- John Collier, c. 1970s
- Born: John Henry Noyes Collier 3 May 1901 London, England
- Died: 6 April 1980 (aged 78) Los Angeles, California, U.S.
- Occupations: Author; screenwriter;

= John Collier (fiction writer) =

British writer (1901–1980)

John Henry Noyes Collier (3 May 1901 – 6 April 1980) was a British-American author and screenwriter. He was best known for his short stories, many of which appeared in The New Yorker from the 1930s to the 1950s, often featuring macabre, fantastic or sardonic themes and twist endings. Many were collected in The John Collier Reader (Knopf, 1972); earlier collections include a 1951 volume, Fancies and Goodnights, which won the International Fantasy Award and remains in print. Individual stories are frequently anthologized in fantasy collections. He became an American citizen in December 1941.

John Collier's writing has been praised by authors such as Anthony Burgess, Ray Bradbury, Roald Dahl, Neil Gaiman, Michael Chabon, Harlan Ellison, Wyndham Lewis, and Paul Theroux. He appears to have given few interviews in his life; those include conversations with biographer Betty Richardson, Tom Milne, and Max Wilk.

==Life==
Born in London in 1901, John Collier was the son of John George and Emily Mary Noyes Collier. He had one sister, Kathleen Mars Collier. His father, John George Collier, was one of seventeen children, and could not afford formal education; he worked as a clerk. Nor could John George afford schooling for his son beyond prep school; John Collier and Kathleen were educated at home. He was privately educated by his uncle Vincent Collier, a novelist. Biographer Betty Richardson wrote:

He began reading Hans Christian Andersen fairy tales at three; these began a lifelong interest in myth and legend that was further stimulated when, in his teens, he discovered James Frazer's The Golden Bough (1890–1915). An uncle, Vincent Collier, himself a minor novelist, introduced the boy to 17th and 18th century literature. Collier particularly admired Jonathan Swift, and an 18th-century satirist's view of life became his own. From his first work to his version of Paradise Lost, Collier saw humans, flawed but with potential, everywhere contaminated by narrow creeds, institutions, coteries, vanities, and careers.

_Problem set_
**A.** In the biography of John Collier, which 1951 collection won the International Fantasy Award?
**B.** Write the next part of the biography of John Collier, starting after its last sentence.
The source records have no connection to the biography of John Collier.

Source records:
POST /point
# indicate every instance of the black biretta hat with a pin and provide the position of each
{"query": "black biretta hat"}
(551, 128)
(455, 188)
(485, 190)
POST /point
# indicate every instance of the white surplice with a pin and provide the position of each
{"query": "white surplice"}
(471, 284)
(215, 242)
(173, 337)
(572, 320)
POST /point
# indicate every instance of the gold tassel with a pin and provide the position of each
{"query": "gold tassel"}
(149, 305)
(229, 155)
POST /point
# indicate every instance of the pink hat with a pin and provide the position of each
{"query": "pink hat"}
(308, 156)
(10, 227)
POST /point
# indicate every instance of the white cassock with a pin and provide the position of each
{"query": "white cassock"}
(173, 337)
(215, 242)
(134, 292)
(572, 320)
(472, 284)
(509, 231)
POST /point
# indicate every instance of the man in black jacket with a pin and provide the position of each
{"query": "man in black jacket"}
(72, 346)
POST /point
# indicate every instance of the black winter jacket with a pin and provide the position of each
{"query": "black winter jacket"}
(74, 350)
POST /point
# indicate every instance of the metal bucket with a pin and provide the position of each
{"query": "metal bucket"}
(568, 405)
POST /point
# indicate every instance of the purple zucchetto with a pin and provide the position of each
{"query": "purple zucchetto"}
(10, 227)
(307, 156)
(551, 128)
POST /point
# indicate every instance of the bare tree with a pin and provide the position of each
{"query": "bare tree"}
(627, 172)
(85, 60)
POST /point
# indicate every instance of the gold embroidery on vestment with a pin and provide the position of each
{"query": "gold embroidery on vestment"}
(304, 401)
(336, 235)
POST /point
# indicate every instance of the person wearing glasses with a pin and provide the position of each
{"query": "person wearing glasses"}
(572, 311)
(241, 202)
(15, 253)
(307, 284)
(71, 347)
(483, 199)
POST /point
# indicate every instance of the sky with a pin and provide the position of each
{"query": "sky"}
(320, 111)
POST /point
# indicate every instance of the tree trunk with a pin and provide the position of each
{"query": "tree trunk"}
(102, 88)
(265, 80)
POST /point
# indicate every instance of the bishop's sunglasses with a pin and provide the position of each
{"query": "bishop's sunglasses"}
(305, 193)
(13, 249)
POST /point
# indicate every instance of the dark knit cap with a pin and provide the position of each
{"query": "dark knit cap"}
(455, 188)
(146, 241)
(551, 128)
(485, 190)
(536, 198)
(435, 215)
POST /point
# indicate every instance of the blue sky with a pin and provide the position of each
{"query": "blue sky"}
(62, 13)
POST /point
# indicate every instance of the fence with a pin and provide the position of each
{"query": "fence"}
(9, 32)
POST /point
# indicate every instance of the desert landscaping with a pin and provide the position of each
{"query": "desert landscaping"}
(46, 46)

_Outputs for the tasks_
**A.** Fancies and Goodnights

**B.**
When, at the age of 18 or 19, Collier was asked by his father what he had chosen as a vocation, his reply was, "I want to be a poet." His father indulged him; over the course of the next ten years Collier lived on an allowance of two pounds a week plus whatever he could pick up by writing book reviews and acting as a cultural correspondent for a Japanese newspaper. During this time, being not overly burdened by any financial responsibilities, he developed a penchant for games of chance, conversation in cafes and visits to picture galleries. He never attended university.

He was married to silent film actress Shirley Palmer in 1936; they were divorced. His second marriage in 1945 was to New York actress Beth Kay (Margaret Elizabeth Eke). They divorced a decade later. His third wife was Harriet Hess Collier, who survived him; they had one son, John G. S. Collier, born in Nice, France, on 18 May 1958.

==Career==

===Poetry===
He began writing poetry at the age of nineteen, and was first published in 1920.

For ten years Collier attempted to reconcile intensely visual experience opened to him by the Sitwells and the modern painters with the more austere preoccupations of those classical authors who were fashionable in the 1920s. He felt that his poetry was unsuccessful, however; he was not able to make his two selves (whom he oddly described as the "archaic, uncouth, and even barbarous" Olsen and the "hysterically self-conscious dandy" Valentine) speak with one voice.

Being an admirer of James Joyce, Collier found a solution in Joyce's Ulysses. "On going for my next lesson to Ulysses, that city of modern prose," he wrote, "I was struck by the great number of magnificent passages in which words are used as they are used in poetry, and in which the emotion which is originally aesthetic, and the emotion which has its origin in intellect, are fused in higher proportions of extreme forms than I had believed was possible." The few poems he wrote during this time were afterward published in a volume under the title Gemini.

===Fiction===
While he had written some short stories during the period in which he was trying to find success as a poet, his career did not take shape until the publication of His Monkey Wife in 1930. It enjoyed a certain small popularity and critical approval that helped to sell his short stories. Biographer Richardson explained the literary context for the book:

His Monkey Wife is the last among light early-twentieth-century fantasies that include G. K. Chesterton's The Man Who Was Thursday (1908), Max Beerbohm's Zuleika Dobson (1911), and Virginia Woolf's Orlando (1928). Collier's book, however, appeared immediately after the economic crash and the start of the Great Depression in 1929, when the tone of the literary and intellectual world darkened. While his novel was well received, it did not achieve the fame of the earlier fantasies. ... Much in this novel echoes, without Swift's bitterness, the contrast between Gulliver and the rational Houyhnhnms in Gulliver's Travels (1726). Collier's style, however, is playful; he borrows heavily from Joseph Conrad, parodies the style of Thomas De Quincey ... and otherwise sustains the light and artificial tone by literary borrowings throughout.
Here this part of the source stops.